Written problem -
Beginning with the line where "of the asphalt" appears, repeat every remaining line of the entries exactly, the last line included.

Supplied data -
==============================
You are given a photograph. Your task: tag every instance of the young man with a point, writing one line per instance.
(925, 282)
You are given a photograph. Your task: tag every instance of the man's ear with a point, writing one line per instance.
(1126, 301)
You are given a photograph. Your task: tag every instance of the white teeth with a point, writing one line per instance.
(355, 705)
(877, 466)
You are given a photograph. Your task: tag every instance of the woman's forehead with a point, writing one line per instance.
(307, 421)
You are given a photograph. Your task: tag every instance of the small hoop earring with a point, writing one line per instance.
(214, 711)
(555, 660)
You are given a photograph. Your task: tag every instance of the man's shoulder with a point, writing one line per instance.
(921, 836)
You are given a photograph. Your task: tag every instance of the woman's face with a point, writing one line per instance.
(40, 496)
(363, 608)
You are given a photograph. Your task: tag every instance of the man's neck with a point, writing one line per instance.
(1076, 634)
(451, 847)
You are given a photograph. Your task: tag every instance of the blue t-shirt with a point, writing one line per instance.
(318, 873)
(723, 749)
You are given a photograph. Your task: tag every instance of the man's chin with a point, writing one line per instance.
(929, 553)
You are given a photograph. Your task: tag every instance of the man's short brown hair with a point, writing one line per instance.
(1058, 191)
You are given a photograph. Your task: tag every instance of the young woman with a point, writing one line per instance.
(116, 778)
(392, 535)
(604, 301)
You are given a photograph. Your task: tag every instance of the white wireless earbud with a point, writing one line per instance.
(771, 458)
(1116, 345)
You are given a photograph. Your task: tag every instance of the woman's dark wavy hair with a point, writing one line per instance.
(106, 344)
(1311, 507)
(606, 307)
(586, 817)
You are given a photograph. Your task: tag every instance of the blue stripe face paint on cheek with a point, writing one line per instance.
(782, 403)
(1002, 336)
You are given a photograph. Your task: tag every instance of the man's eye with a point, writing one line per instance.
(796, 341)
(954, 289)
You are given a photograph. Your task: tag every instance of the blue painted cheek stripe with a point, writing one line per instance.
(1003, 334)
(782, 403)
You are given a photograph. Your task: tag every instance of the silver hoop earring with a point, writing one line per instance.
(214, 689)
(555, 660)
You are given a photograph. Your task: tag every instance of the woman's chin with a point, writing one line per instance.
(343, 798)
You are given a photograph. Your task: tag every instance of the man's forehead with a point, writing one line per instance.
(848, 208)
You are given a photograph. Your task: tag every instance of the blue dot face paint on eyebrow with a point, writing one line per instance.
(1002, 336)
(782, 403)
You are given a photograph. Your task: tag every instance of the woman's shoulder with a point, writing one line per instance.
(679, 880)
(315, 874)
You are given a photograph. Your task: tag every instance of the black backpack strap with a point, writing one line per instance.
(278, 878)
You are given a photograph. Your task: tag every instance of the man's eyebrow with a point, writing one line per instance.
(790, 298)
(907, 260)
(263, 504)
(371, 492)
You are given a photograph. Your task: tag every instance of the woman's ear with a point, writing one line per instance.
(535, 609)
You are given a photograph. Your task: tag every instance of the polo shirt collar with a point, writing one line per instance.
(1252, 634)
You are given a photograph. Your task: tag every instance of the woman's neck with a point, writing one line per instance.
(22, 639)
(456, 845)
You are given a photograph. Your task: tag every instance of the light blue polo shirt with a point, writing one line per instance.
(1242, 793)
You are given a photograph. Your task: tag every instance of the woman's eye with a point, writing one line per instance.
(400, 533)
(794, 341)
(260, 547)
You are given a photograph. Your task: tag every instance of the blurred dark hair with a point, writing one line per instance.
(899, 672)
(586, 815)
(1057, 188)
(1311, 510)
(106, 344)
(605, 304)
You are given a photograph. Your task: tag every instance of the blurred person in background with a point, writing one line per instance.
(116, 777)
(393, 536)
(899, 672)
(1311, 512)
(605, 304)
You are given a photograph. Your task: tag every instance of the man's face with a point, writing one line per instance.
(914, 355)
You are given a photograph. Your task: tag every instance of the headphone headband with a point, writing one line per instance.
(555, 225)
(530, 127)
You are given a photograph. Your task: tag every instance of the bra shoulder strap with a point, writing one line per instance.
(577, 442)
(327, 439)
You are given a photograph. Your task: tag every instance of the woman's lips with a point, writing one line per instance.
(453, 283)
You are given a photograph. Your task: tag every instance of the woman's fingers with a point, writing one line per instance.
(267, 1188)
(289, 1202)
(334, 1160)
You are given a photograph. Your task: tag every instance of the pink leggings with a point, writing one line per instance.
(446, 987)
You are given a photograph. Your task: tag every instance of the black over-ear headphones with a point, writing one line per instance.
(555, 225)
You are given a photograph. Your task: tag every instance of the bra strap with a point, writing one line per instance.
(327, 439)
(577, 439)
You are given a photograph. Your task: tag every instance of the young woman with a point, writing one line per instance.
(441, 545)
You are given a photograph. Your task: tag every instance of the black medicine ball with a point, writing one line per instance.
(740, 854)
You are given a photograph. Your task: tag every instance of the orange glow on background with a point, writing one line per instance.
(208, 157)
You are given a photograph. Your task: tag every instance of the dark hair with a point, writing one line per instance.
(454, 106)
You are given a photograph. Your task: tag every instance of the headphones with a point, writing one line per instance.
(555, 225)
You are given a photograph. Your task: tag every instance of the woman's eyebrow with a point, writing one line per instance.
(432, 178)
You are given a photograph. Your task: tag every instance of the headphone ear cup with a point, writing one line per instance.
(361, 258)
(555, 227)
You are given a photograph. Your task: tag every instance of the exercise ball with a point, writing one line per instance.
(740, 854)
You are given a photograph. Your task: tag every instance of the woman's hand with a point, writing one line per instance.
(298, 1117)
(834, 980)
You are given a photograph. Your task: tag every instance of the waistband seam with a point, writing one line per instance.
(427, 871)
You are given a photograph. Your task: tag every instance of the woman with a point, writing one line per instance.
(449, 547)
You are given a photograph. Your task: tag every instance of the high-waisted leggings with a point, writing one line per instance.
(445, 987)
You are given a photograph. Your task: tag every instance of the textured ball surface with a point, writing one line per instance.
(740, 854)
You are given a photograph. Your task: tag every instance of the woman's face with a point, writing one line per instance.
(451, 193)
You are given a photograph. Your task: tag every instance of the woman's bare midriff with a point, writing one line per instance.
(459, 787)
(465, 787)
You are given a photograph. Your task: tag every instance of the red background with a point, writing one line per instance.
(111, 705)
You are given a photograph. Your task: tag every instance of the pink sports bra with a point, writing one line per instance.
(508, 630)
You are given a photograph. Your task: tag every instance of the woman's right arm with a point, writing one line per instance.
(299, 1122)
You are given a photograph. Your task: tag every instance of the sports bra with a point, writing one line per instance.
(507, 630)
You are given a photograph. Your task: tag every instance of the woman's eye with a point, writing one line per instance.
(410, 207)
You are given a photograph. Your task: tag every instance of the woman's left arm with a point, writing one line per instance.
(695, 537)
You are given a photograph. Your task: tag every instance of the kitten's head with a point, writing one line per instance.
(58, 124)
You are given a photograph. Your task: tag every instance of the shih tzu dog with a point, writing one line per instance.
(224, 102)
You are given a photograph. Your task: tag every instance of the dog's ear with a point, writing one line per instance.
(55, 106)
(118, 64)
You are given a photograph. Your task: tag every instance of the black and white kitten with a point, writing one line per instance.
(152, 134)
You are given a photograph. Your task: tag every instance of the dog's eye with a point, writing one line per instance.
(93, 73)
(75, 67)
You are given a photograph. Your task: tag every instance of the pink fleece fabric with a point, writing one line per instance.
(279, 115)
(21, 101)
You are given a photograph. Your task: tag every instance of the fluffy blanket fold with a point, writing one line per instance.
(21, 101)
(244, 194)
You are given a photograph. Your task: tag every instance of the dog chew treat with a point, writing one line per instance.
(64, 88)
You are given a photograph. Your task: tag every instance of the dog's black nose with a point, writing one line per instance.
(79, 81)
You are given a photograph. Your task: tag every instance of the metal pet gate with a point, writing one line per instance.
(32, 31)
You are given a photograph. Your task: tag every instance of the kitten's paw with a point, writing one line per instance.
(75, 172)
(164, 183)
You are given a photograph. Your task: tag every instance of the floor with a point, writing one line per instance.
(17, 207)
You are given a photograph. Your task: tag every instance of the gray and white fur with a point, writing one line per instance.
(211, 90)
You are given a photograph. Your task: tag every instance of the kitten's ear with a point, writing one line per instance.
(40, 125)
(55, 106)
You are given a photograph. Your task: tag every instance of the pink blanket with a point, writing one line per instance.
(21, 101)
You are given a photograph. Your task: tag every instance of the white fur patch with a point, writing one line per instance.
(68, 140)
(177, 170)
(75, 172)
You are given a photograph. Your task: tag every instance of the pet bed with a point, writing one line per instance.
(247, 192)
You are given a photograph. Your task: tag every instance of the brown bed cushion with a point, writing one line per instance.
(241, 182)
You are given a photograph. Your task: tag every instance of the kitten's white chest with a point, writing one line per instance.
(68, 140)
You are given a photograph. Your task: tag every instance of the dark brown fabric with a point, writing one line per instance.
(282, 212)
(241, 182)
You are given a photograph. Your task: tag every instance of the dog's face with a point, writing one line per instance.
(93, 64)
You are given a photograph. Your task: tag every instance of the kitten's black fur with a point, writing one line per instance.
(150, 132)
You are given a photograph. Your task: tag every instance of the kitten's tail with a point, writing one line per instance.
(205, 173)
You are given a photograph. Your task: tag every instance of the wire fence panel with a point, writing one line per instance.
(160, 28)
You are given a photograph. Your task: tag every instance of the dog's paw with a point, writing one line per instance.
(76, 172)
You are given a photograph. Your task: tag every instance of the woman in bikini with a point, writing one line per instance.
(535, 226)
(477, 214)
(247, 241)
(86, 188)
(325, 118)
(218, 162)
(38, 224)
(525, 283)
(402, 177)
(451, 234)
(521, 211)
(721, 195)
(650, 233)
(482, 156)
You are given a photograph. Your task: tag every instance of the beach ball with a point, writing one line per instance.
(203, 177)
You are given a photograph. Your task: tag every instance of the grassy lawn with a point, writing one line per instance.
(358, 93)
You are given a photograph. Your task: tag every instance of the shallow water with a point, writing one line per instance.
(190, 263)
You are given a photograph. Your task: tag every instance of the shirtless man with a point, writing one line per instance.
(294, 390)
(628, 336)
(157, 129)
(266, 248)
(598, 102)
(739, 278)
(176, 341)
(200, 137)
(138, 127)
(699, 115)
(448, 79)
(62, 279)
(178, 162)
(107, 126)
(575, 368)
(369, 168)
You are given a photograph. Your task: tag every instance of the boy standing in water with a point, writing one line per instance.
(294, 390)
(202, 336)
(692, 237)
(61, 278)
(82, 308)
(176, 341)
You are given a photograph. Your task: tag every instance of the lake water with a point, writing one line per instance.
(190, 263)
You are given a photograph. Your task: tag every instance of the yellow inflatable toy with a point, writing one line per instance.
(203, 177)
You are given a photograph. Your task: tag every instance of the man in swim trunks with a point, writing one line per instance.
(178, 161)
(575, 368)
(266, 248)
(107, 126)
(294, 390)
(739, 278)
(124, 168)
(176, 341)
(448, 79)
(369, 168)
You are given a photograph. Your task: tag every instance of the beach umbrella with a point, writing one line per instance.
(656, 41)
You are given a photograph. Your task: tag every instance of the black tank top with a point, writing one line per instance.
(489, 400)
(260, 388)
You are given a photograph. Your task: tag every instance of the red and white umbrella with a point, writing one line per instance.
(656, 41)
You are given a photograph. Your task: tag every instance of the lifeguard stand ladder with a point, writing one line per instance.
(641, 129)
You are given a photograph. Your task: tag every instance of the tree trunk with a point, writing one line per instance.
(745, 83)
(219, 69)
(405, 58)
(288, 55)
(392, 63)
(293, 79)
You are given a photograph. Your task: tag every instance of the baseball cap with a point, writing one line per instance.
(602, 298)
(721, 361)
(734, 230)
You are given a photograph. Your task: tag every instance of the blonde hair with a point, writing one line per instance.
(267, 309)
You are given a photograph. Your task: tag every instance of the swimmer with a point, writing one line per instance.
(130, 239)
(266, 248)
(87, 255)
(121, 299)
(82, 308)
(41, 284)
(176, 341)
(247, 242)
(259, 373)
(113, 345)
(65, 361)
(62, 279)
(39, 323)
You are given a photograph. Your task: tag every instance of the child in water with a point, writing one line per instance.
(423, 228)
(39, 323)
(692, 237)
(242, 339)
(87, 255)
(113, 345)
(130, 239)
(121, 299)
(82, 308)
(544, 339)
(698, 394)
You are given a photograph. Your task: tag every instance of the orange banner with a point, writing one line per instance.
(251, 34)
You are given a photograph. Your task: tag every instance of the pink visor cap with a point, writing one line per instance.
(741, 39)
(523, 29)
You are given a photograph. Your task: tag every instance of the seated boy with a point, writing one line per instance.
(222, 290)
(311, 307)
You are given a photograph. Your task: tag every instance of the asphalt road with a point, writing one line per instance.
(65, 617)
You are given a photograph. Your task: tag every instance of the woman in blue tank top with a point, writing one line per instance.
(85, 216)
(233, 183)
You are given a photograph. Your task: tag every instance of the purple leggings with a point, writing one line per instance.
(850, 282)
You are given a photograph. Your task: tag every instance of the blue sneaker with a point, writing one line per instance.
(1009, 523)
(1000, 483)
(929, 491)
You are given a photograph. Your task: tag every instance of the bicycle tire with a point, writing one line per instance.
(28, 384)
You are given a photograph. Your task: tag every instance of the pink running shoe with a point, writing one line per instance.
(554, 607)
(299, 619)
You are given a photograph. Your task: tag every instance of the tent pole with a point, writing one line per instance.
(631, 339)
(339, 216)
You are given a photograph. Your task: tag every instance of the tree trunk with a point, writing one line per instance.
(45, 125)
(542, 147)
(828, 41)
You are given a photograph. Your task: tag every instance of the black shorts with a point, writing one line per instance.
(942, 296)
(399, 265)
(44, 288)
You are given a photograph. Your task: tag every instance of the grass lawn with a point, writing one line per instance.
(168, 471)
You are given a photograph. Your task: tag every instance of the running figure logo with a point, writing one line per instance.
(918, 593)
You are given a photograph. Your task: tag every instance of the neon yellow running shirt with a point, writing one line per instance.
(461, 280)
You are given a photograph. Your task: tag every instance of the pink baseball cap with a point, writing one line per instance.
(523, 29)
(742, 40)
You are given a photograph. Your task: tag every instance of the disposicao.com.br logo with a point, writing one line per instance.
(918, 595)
==============================
Solution to this exercise -
You are given a photograph. Your task: tag every instance of the asphalt road with a point, writing one line per instance.
(65, 617)
You are given a photograph. Your task: tag every instance of the woman in blue tank top with a point, writing one line per instance.
(85, 216)
(233, 183)
You are given a photograph. Your task: tag every instance of the purple leggings with a point, writing one line per instance.
(850, 282)
You are given a photograph. Your task: tag every instance of the blue sneaker with a point, writing one line per instance.
(1009, 523)
(1000, 483)
(929, 491)
You are given a photograph. Your task: tag every instance of the bicycle tire with a point, writing one line per instance.
(28, 384)
You are given a photograph. Your task: tag every instance of the pink running shoe with a point, writing one line per instance.
(554, 607)
(299, 619)
You are given a photograph. Your task: tag every instance of the tent pole with a point, writing one line per instance.
(631, 339)
(339, 216)
You are given a photograph. Your task: tag every instance of the tree trunk with a point, writing one line per instance.
(45, 125)
(542, 147)
(828, 41)
You are given a photograph. Your task: tag every instance of the black shorts with a point, writing one line per instance.
(942, 296)
(399, 265)
(44, 288)
You are given a photograph. Your task: tag every instance of the grass lawn with a point, writing one line per instance.
(168, 471)
You are given a photograph. Your task: tag every instance of the running figure logo with a point, writing one line per instance.
(918, 593)
You are given a photograph. Your task: tag every instance of the neon yellow running shirt with a point, writing one line per instance.
(461, 280)
You are given a photograph. Your task: tag every instance of the pink baseball cap with a point, writing one line per instance.
(523, 29)
(742, 40)
You are given a photograph. Your task: tag every instance of the disposicao.com.br logo with a point, writing one line per instance.
(918, 595)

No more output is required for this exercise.